### [Problem]
Look for the line containing "indicate the snow patch with a point" in the listing below. Retype that line and every subsequent line through the last one, and only those.
○ ○ ○ ○ ○ ○ ○
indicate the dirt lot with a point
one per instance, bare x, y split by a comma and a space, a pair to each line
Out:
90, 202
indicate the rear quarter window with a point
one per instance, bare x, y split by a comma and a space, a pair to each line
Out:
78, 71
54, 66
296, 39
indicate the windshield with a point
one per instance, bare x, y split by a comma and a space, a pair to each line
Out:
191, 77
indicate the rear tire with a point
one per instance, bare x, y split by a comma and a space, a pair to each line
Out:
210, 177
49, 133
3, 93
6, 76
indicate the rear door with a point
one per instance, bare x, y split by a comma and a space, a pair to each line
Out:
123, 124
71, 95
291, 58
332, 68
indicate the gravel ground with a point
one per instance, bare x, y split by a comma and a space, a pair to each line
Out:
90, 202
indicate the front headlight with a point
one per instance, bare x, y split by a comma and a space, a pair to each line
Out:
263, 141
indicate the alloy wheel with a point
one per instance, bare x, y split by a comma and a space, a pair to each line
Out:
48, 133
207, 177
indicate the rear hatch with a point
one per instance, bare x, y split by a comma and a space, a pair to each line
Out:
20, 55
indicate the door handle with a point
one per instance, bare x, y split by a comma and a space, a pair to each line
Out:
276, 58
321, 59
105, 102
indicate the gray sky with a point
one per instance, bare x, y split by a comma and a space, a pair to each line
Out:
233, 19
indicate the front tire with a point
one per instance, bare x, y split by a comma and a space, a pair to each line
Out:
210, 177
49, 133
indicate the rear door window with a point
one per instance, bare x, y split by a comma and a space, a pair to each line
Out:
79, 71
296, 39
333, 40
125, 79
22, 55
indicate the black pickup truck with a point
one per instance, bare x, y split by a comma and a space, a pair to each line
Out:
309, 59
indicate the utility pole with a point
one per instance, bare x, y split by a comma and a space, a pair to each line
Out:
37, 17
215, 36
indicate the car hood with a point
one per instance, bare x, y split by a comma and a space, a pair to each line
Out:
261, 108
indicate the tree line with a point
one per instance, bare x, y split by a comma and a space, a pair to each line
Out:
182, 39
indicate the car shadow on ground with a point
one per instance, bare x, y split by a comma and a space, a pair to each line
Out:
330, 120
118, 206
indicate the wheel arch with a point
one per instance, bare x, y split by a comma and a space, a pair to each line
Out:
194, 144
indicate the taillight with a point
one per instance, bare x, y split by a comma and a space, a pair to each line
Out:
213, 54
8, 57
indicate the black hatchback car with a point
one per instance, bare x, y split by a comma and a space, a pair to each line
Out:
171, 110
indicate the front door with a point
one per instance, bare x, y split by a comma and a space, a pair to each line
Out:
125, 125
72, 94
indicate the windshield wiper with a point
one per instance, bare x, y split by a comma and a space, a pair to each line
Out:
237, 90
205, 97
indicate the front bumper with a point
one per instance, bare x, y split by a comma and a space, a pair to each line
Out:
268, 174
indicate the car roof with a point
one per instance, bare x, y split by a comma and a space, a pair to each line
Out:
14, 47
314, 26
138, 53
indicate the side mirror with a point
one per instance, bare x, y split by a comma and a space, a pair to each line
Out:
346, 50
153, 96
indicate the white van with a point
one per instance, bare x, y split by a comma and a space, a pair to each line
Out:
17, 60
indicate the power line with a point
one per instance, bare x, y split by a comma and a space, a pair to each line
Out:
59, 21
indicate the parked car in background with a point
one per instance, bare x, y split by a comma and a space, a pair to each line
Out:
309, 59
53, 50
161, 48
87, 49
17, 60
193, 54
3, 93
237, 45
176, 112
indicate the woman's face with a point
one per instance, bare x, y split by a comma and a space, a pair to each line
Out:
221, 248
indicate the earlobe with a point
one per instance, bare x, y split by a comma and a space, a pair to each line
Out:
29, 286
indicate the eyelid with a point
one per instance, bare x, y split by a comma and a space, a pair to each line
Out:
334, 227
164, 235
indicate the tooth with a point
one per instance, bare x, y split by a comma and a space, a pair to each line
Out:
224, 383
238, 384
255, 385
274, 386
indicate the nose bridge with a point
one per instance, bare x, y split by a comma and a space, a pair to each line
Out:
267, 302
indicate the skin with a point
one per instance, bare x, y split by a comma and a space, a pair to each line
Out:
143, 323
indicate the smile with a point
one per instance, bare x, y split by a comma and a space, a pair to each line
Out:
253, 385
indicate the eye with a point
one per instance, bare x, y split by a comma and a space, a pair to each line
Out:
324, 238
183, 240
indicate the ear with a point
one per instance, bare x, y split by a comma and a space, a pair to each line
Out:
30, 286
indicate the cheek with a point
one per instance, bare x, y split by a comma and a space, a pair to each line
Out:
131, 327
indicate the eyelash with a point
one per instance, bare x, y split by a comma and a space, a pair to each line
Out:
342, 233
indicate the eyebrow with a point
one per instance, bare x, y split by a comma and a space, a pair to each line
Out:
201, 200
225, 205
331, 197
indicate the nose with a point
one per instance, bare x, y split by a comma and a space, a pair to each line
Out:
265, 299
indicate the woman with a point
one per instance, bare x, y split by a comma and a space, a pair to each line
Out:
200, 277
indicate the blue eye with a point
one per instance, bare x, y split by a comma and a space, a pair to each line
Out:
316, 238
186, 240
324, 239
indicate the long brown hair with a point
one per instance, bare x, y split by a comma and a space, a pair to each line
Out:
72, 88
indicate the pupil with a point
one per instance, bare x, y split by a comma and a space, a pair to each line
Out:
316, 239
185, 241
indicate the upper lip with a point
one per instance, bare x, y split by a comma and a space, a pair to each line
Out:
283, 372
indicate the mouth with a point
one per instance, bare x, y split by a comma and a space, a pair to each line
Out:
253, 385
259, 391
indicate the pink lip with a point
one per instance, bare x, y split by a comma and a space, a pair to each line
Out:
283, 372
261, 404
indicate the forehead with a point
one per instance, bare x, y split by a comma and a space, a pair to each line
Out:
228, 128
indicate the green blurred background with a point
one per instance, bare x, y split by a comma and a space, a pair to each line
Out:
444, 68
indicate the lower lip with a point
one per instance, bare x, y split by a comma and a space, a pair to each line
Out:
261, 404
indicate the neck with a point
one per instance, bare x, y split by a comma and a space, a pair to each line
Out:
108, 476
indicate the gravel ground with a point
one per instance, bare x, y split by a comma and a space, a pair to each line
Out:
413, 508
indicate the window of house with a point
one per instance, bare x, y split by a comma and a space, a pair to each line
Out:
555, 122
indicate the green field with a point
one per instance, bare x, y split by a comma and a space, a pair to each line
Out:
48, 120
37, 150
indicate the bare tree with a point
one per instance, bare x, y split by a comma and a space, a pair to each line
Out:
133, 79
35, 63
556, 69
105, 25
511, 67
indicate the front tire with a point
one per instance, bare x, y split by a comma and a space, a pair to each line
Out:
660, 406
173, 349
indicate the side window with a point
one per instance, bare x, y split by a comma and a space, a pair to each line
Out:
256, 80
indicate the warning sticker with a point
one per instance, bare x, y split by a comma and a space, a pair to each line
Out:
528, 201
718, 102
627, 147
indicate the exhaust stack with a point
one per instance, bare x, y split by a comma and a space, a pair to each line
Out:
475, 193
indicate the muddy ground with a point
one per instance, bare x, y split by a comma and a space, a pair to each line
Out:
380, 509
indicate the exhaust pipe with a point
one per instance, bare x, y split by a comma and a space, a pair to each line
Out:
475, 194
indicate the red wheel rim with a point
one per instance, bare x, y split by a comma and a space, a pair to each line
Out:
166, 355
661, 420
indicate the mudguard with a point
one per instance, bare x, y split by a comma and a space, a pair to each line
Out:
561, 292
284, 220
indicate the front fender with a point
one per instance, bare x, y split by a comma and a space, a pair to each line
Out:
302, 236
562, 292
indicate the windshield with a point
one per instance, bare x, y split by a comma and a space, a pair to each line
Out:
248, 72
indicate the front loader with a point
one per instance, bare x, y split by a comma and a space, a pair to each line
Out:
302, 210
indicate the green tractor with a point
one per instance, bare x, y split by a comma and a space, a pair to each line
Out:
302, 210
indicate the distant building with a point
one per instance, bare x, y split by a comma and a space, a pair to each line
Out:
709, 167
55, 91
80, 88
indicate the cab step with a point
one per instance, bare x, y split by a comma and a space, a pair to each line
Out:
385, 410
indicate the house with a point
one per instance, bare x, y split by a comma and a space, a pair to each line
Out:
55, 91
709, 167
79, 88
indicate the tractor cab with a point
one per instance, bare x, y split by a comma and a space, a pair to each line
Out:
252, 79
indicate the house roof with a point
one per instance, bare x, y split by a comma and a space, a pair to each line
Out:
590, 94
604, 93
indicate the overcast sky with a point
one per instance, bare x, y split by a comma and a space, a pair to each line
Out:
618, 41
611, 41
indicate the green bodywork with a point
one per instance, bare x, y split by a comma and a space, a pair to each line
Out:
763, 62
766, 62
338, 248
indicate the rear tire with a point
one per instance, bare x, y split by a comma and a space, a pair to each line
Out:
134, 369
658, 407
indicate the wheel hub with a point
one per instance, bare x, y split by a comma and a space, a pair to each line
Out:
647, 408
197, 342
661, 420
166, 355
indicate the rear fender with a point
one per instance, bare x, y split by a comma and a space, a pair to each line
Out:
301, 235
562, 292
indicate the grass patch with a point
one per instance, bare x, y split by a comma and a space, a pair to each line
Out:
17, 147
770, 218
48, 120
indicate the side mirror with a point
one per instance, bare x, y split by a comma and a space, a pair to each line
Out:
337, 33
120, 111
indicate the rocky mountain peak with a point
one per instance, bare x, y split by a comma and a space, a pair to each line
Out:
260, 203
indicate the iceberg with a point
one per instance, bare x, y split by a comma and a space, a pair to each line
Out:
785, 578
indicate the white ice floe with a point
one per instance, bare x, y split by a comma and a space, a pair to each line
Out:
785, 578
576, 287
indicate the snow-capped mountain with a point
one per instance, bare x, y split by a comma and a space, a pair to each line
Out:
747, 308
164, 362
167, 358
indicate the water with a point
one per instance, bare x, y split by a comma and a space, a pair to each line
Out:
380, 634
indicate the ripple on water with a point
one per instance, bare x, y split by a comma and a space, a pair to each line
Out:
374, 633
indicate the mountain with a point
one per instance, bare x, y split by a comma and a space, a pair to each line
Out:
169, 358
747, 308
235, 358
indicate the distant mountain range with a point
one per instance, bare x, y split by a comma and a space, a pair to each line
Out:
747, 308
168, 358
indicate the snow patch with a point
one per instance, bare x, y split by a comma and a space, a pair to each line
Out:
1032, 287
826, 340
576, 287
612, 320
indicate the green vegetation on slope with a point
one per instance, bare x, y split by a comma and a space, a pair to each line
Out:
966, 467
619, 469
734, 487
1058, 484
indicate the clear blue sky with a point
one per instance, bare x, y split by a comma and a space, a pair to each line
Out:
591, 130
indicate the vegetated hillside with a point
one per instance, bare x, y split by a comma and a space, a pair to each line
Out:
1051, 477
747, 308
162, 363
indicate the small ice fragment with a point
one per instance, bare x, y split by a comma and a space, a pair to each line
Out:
○ ○ ○ ○ ○ ○ ○
### [Response]
indicate the snow patch with a point
one per instance, bare x, y split by a comma and a space, a pair to each line
Out:
1032, 287
826, 340
576, 287
612, 320
indicate the green vegetation on slope with a point
one per instance, bare x, y split by a comma and a space, a pair to each line
Out:
966, 467
619, 469
734, 487
1058, 484
indicate the clear blue sky with a point
one per instance, bare x, y split by a comma and a space, a pair to each line
Out:
591, 130
indicate the vegetated hillside with a point
one per instance, bare x, y split by a comma and a space, a pair to each line
Out:
1051, 477
747, 308
162, 363
indicate the small ice fragment with a point
one per instance, bare x, y split by a comma and a space, a pair to each line
Out:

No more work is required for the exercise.